### ACTIVITY LIST:
1. Answer these questions from the article on the Gunra ransomware Linux variant:
(a) What is the maximum number of parallel encryption threads the variant can use?
(b) What suffix is added to the names of encrypted files?
(c) In what size of chunks is ChaCha20 applied?
2. Reproduce word for word the stretch of the Gunra ransomware article from "Notable incidents include" through "demonstrates rapid proliferation.".

### EXCERPTED TEXT:
⟨

New Gunra Ransomware Linux Variant Launches 100 Encryption Threads with Partial Encryption Feature | #ransomware | #cybercrime


The new Gunra group has expanded its attack surface beyond Windows PCs by releasing a Linux version of their virus, which was initially discovered in April 2025. This is a major uptick in the ransomware ecosystem.

This development underscores the group’s strategic pivot toward cross-platform targeting, inspired by predecessors like Conti ransomware.

Trend Micro’s threat intelligence has tracked Gunra’s activities across enterprises in Brazil, Japan, Canada, Turkiye, South Korea, Taiwan, and the United States, impacting sectors including manufacturing, healthcare, IT, agriculture, law, and consulting.

Notable incidents include the alleged exfiltration and leakage of 40 terabytes of data from a Dubai hospital in May 2025, alongside attempts against government entities and industries such as transportation.

With 14 victims claimed on its leak site since inception, Gunra demonstrates rapid proliferation.

The Linux variant, analyzed via Trend Vision One, incorporates advanced indicators of compromise (IOCs) detection, enabling proactive blocking and providing hunting queries, threat insights, and intelligence reports for enhanced contextual awareness.

Multi-Threaded Execution

According to the report, The Gunra Linux payload mandates runtime arguments for operation, displaying usage instructions if absent and prompting for missing inputs to ensure seamless execution.

Usage options of Gunra ransomware’s Linux variant

Console logs detail its activities, revealing a configurable multi-threaded encryption mechanism capped at 100 parallel threads a leap beyond typical ransomware like BERT, which limits to 50.

This configurability, determined by processor availability or explicit settings, employs a synchronization loop that polls every 10 milliseconds, halting termination until all threads complete via the spawn_or_wait_thread function, which enforces thread limits during file encryption.

Targeting requires specified paths and extensions; the “all” parameter encrypts indiscriminately, while comma-separated lists focus on select extensions.

Recursive directory traversal scans subfolders, skipping already encrypted files (identified by .ENCRT suffix) unless block devices are explicitly flagged with –exts=disk.

Gunra Ransomware
The files encrypted by Gunra Ransomware

Encryption spawns worker threads invoking hybrid_encrypt_file, renaming outputs with .ENCRT and optionally omitting ransom notes for stealth.

At its core, the variant leverages a hybrid algorithm combining RSA public-key cryptography from a supplied PEM file with ChaCha20 symmetric stream cipher.

It generates a 32-byte ChaCha20 key, 12-byte nonce, and 256-byte padding, encrypting these materials via RSA before applying ChaCha20 in 1MB chunks.

Partial encryption is tunable via –ratio and –limit parameters, allowing attackers to dictate encryption extent for efficiency, while the –store option segregates RSA-encrypted blobs into dedicated keystore files rather than appending them.

This flexibility accelerates operations and complicates recovery, marking Gunra as a potent evolution in ransomware tactics.

Defensive Strategies

This Linux adaptation exemplifies the ransomware trend toward platform-agnostic threats, amplifying potential victims by infiltrating diverse environments.

By prioritizing rapid, configurable encryption without ransom notes, Gunra focuses on disruption over negotiation, heightening risks for Linux-dependent infrastructures.

To counter such vectors, organizations must adopt layered defenses: conduct asset inventories and vulnerability assessments, enforce configuration management on network devices, apply timely patches or virtual patching, and integrate AI-driven detection tools.

Regular employee training, red-team simulations, and penetration testing further fortify resilience against Gunra and analogous threats, ensuring proactive mitigation in an evolving cyber landscape.

⟩

### Stored data entries:

⟨

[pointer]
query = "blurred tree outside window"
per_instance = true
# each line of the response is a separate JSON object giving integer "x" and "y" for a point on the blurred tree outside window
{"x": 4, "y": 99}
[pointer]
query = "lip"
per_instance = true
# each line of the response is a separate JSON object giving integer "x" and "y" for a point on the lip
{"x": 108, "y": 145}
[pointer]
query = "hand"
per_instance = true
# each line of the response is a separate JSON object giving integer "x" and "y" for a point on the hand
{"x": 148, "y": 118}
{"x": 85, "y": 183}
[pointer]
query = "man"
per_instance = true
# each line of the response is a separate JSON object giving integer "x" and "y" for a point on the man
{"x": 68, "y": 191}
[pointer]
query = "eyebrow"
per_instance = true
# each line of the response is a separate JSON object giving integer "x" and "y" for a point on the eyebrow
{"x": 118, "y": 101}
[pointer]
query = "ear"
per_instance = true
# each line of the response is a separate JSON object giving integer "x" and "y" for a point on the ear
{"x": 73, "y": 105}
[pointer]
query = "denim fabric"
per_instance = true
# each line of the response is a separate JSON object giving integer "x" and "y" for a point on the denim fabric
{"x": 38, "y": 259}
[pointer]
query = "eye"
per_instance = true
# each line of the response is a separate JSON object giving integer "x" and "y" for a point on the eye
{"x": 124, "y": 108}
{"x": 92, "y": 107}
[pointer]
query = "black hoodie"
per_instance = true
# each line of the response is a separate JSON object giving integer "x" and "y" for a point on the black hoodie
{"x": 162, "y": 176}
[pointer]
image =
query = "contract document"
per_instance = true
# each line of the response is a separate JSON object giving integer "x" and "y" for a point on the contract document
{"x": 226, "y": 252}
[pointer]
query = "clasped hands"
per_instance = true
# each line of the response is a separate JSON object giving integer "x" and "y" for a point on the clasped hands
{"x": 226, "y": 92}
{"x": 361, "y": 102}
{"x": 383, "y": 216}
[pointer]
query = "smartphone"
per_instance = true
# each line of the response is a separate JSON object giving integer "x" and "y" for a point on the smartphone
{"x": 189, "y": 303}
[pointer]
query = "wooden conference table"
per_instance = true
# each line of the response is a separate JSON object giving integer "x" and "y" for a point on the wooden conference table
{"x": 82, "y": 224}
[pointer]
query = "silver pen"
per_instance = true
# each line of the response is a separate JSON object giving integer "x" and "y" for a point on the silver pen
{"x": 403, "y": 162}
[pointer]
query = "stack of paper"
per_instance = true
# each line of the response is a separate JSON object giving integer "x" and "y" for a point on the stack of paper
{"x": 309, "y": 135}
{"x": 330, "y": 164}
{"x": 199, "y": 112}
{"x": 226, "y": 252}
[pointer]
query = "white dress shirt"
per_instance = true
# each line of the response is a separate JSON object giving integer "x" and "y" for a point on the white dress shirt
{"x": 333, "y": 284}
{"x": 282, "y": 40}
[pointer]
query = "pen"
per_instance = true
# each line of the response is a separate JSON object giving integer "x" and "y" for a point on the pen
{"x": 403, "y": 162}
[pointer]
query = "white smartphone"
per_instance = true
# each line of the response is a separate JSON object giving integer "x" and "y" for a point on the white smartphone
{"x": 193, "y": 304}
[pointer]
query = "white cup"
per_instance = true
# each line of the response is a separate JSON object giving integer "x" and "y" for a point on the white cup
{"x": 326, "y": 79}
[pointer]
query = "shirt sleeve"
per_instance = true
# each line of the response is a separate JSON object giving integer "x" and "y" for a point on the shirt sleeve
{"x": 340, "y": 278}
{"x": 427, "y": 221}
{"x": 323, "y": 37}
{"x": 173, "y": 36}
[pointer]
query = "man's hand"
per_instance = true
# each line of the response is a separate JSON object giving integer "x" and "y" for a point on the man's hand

⟩

### SOLUTIONS IN ORDER:
1.
(a) 100
(b) .ENCRT
(c) 1MB

2.
Notable incidents include the alleged exfiltration and leakage of 40 terabytes of data from a Dubai hospital in May 2025, alongside attempts against government entities and industries such as transportation.

With 14 victims claimed on its leak site since inception, Gunra demonstrates rapid proliferation.